DATA EXCERPTS:
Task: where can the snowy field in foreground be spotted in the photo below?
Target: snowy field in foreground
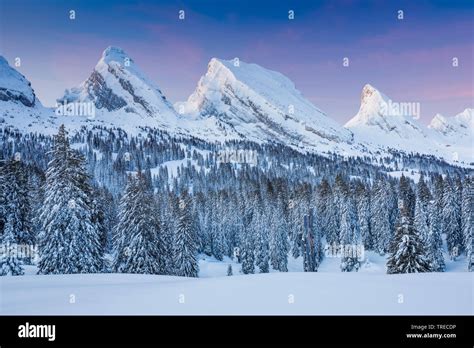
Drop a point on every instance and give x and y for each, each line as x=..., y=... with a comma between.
x=313, y=293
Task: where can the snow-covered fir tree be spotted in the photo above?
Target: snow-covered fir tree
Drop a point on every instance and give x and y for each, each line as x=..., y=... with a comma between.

YOUR TASK: Please copy out the items word for word, starting with the line containing "Task: where can the snow-covered" and continuing through the end of the items.

RESPONSE:
Task: where can the snow-covered fir tree be spotted in the photo above?
Target: snow-covered fir tree
Drop a point on every instance and give x and y for each, each line as x=..., y=... with a comma between.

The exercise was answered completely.